• **SOURCE TEXT**
Balancing Work and Life as a Younger Attorney
Posted: April 22, 2016
When I started law school at night, I was working full-time as a journalist and then during my second year of law school, I quit my job and took on a law clerkship at a personal injury firm downtown. I volunteered for a little over two months at the firm working about 30-40 hours per week.
Then, I was offered a paid law clerk position at the firm, earning a very modest hourly wage, and I ended up working 40-50 hours per week, while going to law school at night and over the summers. I considered law school my second job and I would not get home until about 9:00 p.m. While I was in law school, my husband and I had responsibilities including a mortgage and bills. I finished up law school in 3.5 years, graduating at the top of my class, and during this time, I developed an intense work ethic, very high standards for myself and a sense of perseverance. My husband provided me with support during this time from doing laundry to making dinner.
I also saw my fellow night law school colleagues battling equally difficult hardships. My one friend took a train from Kankakee four nights a week and worked during the day at a law firm. My other friend worked on the Southside of Chicago during the day, had a kid and went to school at night.

• **LISTED RECORDS**

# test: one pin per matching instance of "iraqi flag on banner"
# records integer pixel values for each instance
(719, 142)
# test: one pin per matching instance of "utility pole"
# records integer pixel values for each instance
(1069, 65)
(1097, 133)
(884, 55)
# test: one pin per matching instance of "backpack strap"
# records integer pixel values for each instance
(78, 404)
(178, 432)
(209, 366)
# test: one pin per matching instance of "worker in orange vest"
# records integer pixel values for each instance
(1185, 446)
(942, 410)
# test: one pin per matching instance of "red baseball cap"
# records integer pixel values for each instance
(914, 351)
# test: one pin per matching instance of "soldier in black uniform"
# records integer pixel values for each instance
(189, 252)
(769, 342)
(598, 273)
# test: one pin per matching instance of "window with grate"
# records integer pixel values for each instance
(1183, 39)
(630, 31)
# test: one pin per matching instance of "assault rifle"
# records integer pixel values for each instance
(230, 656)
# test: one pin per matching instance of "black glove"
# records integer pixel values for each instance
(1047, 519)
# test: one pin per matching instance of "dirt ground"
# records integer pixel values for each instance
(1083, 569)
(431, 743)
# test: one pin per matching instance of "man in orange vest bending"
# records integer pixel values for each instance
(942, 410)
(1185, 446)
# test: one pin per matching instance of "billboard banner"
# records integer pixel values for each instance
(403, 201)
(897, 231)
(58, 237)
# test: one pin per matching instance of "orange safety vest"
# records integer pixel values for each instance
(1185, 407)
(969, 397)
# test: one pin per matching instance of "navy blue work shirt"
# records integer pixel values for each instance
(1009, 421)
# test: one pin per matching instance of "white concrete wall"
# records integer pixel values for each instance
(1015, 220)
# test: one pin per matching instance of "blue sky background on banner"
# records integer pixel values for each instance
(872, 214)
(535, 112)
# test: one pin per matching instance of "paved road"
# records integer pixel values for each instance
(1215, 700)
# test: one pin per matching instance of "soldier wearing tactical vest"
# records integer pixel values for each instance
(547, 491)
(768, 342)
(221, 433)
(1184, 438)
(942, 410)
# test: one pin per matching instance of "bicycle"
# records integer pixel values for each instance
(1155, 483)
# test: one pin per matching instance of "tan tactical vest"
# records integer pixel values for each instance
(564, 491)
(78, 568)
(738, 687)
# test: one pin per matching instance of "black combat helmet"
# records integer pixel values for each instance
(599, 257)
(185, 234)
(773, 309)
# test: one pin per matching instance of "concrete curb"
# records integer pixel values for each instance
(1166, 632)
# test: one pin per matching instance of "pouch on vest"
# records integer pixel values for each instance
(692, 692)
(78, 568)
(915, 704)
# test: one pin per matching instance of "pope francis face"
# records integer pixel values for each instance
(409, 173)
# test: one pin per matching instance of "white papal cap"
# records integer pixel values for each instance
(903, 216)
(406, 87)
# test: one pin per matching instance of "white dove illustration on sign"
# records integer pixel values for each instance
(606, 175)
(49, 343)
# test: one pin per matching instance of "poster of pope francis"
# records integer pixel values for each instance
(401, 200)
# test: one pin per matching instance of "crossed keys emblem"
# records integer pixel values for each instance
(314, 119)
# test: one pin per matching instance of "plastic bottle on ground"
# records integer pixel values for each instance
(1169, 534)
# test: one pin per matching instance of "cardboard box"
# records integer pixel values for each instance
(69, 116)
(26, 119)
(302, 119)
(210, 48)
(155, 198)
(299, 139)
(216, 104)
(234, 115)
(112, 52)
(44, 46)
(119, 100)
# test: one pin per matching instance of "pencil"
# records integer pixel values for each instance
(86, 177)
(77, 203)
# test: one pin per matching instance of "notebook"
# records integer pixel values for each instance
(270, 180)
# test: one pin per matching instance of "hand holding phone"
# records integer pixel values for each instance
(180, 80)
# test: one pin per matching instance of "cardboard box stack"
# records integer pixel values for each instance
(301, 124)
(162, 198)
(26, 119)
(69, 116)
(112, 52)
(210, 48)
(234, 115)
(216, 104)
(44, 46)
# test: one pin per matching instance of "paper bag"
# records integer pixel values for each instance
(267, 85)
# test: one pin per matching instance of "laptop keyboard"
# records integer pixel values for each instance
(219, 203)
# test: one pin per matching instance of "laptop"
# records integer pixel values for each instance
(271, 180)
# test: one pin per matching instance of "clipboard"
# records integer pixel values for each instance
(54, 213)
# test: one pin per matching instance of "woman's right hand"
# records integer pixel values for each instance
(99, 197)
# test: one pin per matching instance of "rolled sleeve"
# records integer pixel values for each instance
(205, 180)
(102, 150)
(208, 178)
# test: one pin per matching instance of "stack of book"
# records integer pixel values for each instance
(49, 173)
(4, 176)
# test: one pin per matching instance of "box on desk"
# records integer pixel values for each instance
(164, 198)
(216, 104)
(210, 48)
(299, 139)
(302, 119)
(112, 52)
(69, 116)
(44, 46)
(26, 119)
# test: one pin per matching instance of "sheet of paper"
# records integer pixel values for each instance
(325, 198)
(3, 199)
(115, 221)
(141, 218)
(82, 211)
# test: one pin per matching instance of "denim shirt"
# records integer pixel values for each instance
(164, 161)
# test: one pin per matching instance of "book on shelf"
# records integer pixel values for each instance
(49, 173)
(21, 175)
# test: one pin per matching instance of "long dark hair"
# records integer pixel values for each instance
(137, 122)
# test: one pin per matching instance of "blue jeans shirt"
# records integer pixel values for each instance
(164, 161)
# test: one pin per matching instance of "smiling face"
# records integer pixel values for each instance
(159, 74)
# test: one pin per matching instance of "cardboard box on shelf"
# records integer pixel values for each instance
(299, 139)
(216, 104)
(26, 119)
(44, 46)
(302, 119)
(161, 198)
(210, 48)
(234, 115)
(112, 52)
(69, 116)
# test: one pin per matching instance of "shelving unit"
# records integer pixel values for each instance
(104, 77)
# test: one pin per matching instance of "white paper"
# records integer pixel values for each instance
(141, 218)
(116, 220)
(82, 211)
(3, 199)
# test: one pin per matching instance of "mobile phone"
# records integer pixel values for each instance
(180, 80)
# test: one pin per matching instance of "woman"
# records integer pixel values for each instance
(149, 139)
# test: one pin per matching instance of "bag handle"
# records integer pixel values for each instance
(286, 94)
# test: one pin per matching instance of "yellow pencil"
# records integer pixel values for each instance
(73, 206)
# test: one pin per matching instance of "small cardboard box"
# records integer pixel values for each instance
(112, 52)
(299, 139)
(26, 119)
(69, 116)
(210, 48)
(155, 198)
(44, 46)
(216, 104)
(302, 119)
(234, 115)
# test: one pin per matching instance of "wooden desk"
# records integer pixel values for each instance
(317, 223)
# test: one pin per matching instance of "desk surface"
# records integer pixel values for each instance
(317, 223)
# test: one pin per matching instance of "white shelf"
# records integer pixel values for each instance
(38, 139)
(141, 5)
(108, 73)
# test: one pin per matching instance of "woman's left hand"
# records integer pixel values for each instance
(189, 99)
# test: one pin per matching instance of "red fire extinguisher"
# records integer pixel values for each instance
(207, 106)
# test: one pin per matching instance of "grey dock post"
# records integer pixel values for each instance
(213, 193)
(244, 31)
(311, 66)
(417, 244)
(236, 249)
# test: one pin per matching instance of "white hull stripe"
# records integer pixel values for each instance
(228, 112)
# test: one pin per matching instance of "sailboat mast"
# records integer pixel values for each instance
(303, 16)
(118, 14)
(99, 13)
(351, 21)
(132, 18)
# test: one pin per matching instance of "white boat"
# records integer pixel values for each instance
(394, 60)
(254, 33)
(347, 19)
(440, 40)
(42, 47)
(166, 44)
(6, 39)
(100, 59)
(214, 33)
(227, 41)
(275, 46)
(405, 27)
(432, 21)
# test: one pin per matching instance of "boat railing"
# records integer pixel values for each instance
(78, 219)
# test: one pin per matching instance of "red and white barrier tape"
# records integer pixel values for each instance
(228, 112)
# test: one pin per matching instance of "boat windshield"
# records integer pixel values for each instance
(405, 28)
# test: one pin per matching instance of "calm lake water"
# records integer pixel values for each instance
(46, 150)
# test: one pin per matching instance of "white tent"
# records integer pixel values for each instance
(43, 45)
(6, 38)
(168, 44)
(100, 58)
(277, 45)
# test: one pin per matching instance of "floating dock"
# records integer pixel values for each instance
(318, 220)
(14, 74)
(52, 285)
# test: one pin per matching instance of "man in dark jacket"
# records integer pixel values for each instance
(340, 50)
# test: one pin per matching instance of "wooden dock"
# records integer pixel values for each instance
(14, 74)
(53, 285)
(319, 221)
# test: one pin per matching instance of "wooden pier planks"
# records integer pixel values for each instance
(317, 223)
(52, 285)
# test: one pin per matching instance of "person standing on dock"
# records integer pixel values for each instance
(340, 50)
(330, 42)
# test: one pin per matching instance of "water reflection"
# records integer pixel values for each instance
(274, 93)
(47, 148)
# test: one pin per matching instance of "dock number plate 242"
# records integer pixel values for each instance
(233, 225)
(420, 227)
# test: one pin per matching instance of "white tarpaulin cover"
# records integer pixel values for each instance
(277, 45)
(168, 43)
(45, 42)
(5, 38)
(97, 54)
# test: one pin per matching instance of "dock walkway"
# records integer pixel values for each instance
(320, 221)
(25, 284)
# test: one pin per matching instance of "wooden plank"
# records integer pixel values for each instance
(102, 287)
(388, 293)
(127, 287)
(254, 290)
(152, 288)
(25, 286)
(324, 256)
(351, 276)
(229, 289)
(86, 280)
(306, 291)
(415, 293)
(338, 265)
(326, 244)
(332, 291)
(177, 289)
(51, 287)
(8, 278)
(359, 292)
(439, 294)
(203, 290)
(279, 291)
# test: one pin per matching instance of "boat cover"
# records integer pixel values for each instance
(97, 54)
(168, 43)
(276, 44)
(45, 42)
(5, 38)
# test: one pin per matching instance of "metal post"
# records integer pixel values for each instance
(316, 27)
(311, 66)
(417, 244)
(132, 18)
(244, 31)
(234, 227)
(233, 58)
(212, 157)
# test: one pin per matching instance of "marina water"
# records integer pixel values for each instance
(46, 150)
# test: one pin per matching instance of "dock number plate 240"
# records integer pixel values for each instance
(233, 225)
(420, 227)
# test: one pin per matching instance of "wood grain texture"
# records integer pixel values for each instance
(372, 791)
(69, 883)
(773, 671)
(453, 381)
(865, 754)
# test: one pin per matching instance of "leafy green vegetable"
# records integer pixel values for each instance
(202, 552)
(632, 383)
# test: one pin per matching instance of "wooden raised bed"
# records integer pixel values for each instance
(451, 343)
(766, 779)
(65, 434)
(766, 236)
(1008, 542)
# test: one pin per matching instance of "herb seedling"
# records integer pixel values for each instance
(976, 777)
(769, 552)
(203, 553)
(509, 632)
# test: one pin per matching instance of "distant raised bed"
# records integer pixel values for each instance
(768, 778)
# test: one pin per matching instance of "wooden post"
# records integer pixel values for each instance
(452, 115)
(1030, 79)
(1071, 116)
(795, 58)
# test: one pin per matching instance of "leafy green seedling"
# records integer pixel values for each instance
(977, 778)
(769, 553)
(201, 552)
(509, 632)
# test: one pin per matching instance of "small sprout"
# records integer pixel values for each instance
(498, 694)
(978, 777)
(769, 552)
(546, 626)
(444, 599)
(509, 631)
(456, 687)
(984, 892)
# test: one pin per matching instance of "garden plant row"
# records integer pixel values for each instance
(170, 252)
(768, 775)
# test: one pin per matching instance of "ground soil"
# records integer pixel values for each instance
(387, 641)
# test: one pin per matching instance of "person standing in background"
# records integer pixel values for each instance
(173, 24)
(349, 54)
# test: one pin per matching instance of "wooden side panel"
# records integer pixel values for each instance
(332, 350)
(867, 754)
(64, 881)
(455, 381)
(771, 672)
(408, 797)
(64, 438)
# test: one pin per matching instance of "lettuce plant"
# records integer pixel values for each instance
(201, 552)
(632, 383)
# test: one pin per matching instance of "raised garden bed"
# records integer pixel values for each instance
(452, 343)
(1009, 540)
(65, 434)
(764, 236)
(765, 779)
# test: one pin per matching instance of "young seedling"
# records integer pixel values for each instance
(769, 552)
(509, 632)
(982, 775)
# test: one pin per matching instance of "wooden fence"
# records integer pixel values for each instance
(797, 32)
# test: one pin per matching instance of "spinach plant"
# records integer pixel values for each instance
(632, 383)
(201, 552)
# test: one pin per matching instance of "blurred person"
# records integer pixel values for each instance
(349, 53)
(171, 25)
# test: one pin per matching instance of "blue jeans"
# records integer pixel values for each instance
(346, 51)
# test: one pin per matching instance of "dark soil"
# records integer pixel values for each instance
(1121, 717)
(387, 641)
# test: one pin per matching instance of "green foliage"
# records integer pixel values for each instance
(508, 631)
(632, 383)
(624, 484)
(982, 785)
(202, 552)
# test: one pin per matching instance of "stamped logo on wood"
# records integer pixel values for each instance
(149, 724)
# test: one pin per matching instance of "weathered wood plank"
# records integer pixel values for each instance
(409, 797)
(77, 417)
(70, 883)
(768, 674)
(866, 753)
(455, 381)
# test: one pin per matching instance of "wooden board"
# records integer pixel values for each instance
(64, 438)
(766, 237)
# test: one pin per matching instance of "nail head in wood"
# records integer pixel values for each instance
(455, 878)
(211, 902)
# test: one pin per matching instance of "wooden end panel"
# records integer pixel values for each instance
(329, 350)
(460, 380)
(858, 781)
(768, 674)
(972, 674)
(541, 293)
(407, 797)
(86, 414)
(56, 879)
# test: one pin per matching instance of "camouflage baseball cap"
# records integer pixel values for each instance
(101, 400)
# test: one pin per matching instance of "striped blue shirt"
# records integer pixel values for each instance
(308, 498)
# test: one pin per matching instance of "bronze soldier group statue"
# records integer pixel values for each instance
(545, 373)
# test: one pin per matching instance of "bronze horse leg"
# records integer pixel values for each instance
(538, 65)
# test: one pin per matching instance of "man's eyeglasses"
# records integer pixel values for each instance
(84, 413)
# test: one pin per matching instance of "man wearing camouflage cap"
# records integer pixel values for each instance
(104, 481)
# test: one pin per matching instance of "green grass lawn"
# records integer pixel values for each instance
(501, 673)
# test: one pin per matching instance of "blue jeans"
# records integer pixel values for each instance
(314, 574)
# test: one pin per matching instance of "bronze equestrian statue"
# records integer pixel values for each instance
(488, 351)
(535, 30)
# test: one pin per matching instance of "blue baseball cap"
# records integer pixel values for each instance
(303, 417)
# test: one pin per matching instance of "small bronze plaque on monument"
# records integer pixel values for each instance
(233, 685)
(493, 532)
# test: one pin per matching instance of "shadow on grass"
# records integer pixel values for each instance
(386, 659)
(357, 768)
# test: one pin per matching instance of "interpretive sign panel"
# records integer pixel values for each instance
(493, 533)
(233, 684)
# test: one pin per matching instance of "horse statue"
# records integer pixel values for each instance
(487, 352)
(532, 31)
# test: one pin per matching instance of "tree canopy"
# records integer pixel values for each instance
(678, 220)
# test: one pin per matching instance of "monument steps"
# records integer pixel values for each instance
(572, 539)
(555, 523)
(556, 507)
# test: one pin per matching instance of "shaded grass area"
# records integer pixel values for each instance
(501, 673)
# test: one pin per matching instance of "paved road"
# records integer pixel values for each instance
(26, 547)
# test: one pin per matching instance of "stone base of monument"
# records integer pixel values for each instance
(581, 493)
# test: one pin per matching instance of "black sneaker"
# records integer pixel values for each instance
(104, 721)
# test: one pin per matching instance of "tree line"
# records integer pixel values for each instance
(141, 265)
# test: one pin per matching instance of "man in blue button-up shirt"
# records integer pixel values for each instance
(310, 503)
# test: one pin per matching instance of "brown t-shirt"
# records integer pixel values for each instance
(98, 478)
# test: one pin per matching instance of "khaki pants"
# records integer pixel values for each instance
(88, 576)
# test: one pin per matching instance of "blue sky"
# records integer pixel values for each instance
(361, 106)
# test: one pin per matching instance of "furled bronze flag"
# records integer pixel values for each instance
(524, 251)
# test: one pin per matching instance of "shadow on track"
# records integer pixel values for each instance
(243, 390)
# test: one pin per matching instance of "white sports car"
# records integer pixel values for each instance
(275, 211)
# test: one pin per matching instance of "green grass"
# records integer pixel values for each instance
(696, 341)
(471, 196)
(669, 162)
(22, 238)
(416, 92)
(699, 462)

• **PROBLEM DESCRIPTION**
In the post on balancing work and life as a younger attorney, how long did the writer take to finish law school? These items were taken from a separate source.

• **EXERCISE RESULT**
3.5 years.